Segment Start: RECORDS SHOWN
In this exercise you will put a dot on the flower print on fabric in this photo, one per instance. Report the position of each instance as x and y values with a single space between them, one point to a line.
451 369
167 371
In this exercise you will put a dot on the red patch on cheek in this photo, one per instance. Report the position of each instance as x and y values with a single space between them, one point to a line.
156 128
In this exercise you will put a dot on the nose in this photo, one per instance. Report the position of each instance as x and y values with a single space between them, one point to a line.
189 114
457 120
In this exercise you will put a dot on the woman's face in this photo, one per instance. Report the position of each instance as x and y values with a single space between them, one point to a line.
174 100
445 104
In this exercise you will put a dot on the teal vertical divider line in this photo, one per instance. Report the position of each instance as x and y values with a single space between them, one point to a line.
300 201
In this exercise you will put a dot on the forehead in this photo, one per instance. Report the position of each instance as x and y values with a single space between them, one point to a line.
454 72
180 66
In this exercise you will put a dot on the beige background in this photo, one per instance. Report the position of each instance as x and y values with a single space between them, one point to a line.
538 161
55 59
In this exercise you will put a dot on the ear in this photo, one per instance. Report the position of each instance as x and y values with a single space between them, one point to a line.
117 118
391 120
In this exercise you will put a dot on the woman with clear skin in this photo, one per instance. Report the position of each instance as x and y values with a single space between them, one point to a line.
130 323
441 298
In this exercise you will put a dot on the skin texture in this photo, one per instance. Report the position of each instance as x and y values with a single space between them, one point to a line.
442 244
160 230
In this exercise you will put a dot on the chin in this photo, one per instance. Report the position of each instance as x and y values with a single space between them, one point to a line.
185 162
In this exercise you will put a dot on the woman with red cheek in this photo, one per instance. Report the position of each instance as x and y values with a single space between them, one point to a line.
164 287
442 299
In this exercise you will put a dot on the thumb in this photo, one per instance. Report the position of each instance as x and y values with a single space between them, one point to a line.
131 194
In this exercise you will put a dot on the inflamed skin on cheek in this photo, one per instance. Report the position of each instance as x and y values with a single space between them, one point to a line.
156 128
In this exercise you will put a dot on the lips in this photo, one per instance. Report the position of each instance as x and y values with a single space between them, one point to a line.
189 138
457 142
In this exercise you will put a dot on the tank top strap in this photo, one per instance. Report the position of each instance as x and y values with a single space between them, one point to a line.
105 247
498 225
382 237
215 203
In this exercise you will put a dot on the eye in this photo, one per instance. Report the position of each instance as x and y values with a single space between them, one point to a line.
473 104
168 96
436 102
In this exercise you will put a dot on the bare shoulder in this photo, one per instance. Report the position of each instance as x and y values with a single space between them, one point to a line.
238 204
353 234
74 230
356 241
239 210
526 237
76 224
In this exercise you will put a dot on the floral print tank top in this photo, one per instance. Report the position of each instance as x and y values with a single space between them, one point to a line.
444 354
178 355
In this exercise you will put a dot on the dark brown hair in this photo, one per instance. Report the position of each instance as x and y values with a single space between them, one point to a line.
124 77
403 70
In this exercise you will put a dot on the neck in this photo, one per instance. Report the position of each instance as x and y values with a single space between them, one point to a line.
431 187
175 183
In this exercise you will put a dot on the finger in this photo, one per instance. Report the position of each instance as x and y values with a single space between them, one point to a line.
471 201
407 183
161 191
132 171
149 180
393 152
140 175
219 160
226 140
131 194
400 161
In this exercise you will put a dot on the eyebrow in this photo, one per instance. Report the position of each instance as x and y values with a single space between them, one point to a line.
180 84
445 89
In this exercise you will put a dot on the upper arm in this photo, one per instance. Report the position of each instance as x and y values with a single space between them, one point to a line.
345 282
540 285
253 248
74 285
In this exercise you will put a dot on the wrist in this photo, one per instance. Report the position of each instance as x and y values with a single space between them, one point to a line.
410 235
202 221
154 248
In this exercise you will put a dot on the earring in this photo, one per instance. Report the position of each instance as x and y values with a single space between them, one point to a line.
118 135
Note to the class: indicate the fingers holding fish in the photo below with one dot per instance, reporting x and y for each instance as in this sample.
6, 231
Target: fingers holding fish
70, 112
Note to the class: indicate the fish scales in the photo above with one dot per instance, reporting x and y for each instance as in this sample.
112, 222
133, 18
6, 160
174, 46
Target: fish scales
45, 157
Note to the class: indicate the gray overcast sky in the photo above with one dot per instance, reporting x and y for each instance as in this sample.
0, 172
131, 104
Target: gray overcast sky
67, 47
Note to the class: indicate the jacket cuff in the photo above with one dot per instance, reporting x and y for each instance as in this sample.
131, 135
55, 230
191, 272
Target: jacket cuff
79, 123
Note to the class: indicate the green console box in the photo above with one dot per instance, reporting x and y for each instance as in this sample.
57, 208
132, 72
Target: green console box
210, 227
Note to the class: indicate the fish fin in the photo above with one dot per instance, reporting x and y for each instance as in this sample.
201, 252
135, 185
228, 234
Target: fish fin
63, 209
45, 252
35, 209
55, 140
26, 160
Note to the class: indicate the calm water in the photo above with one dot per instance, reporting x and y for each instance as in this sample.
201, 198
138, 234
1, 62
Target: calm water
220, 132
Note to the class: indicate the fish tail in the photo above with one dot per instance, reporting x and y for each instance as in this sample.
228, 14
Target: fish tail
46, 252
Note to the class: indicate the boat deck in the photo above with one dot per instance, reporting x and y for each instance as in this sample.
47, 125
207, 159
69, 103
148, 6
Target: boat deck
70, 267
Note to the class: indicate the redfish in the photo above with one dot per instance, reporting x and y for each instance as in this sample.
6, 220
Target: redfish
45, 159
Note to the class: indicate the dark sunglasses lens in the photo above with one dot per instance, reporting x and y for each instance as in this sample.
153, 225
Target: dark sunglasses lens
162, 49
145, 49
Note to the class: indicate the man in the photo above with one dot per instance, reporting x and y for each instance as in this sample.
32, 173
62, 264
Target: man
Segment End: RECORDS SHOWN
An exact repetition of the data above is all that is needed.

In this exercise you will put a dot on the flower print on fabric in this photo, one per instance. Report the position of each instance as x and y values with a single space between them, one point to a line.
451 369
167 371
In this exercise you will put a dot on the red patch on cheek in this photo, one per instance. Report the position of each instance as x and y values with a single space between them, one point to a line.
156 128
In this exercise you will put a dot on the nose in this photo, one per instance. Report the position of each instance as x and y values with a single space between them, one point to a line.
189 114
457 120
In this exercise you will put a dot on the woman's face in this photo, one per instance. Report the position of each instance as x and y values with a single space between them, one point to a line.
174 100
445 104
In this exercise you will put a dot on the teal vertical divider line in this photo, one per instance. Report the position of each instance as x and y values with a single space between them, one point to a line.
300 201
In this exercise you will put a dot on the forehead in this photo, one per instance. Report the position of each instance as x and y values with a single space between them, one point to a line.
454 72
180 66
In this exercise you will put a dot on the beige background in this photo, one per instance. Report the position of each instance as x and y values with a single space between them, one point to a line.
538 161
55 59
In this exercise you will put a dot on the ear in this photo, one per instance. Report the position of each instance as x and y values with a single space between them, one point to a line.
117 118
391 120
In this exercise you will put a dot on the woman with clear skin in this photo, one per instance. Report the position of each instance as x and y values with a single space between them, one point to a line.
130 323
441 298
In this exercise you will put a dot on the skin texture in this photo, one per instance. Report the position of each instance as x and y values with a single space between them, one point to a line.
442 244
160 230
In this exercise you will put a dot on the chin in this photo, one per instance. Report the position of each instance as x and y values with a single space between them, one point to a line.
185 162
In this exercise you will put a dot on the woman with red cheek in this photo, one per instance. Report the position of each instance as x and y values with a single space between them, one point to a line.
164 287
442 299
In this exercise you will put a dot on the thumb in this photo, one per instance. Report the position of each instance as x and y values with a single space between them, one point to a line.
131 194
In this exercise you will put a dot on the inflamed skin on cheek in this photo, one per instance. Report the position of each instance as x and y values with a single space between them, one point to a line.
156 128
In this exercise you will put a dot on the lips in this photo, one per instance. Report the position of each instance as x and y values with a single space between them, one point to a line.
189 138
457 142
In this exercise you will put a dot on the tank top strap in this photo, one per instance. Report the position of each instance as x and y values with a single space between them, one point to a line.
105 247
498 225
382 237
215 203
In this exercise you will put a dot on the eye in this photo, one per instance. Report the position of each instance as x and y values with a single space between them, one point to a line.
473 104
168 96
436 102
In this exercise you will put a dot on the bare shoulder in this photo, one per instance. Report the position of each instance as x and y values with a single space between them, one point to a line.
238 204
353 234
74 230
356 241
239 210
526 237
76 224
In this exercise you will put a dot on the floral print tank top in this photo, one per instance. Report the position of each instance as x and y values with a single space between them, one point to a line.
444 354
178 355
In this exercise you will put a dot on the dark brown hair in this photo, one per instance. Report the position of each instance as x and y values with a single space between them, one point to a line.
124 77
403 70
In this exercise you will put a dot on the neck in this photo, one per instance. Report the position of each instance as x and y values with a single space between them, one point to a line.
431 187
175 183
In this exercise you will put a dot on the finger in this photo, one per instance. Report the position of each instance as x and y values with a single space between them, one point to a line.
471 201
407 183
161 191
132 171
149 180
393 152
140 175
219 160
226 140
131 194
400 161
In this exercise you will put a dot on the eyebrow in this photo, one per instance. Report the position of each instance as x and y values with a single space between them, one point to a line.
180 84
445 89
In this exercise you will put a dot on the upper arm in this photo, one per instance. Report the position of each instance as x and y values with a single space between them, one point to a line.
345 282
540 285
253 248
74 285
In this exercise you will put a dot on the wrist in this photo, one per instance. Report the position of each instance as x and y values with a single space between them, one point to a line.
410 235
202 221
154 248
In this exercise you will put a dot on the earring in this photo, one per instance. Report the position of each instance as x and y values with a single space between them, one point to a line.
118 135
Note to the class: indicate the fingers holding fish in the photo below with one dot per instance, reporting x and y for each instance as in this sample.
6, 231
Target: fingers holding fish
70, 112
Note to the class: indicate the fish scales in the photo above with one dot per instance, reporting x and y for each instance as in this sample.
112, 222
133, 18
6, 160
174, 46
Target: fish scales
45, 157
Note to the class: indicate the gray overcast sky in the photo above with one dot per instance, reporting x and y for each instance as in this sample.
0, 172
131, 104
Target: gray overcast sky
67, 47
Note to the class: indicate the jacket cuff in the photo above with one dot per instance, reporting x and y for each instance as in this sample.
131, 135
55, 230
191, 272
Target: jacket cuff
79, 123
Note to the class: indicate the green console box in the photo above with one dot per instance, reporting x and y for each instance as in this sample.
57, 208
132, 72
Target: green console box
210, 227
Note to the class: indicate the fish fin in the photo above with one dot per instance, reporting x and y for each instance as in this sample.
201, 252
135, 185
228, 234
Target: fish fin
63, 209
45, 252
35, 209
55, 140
26, 160
Note to the class: indicate the calm water in the photo above with one dot per instance, reporting x and y for each instance as in this sample.
201, 198
138, 234
1, 62
Target: calm water
220, 132
Note to the class: indicate the fish tail in the photo above with one dot per instance, reporting x and y for each instance as in this sample.
228, 14
Target: fish tail
46, 252
Note to the class: indicate the boat deck in the photo above with one dot per instance, reporting x and y for each instance as in this sample.
47, 125
207, 159
69, 103
148, 6
Target: boat deck
70, 267
Note to the class: indicate the redfish in the photo above with one dot per instance, reporting x and y for each instance as in this sample.
6, 220
Target: redfish
45, 159
Note to the class: indicate the dark sunglasses lens in the photo above with one dot per instance, reporting x and y for each instance as in this sample.
153, 225
Target: dark sunglasses lens
162, 49
145, 49
Note to the class: indicate the man in the photo above with one dot per instance, reporting x and y for each instance as in this sample.
32, 173
62, 264
Target: man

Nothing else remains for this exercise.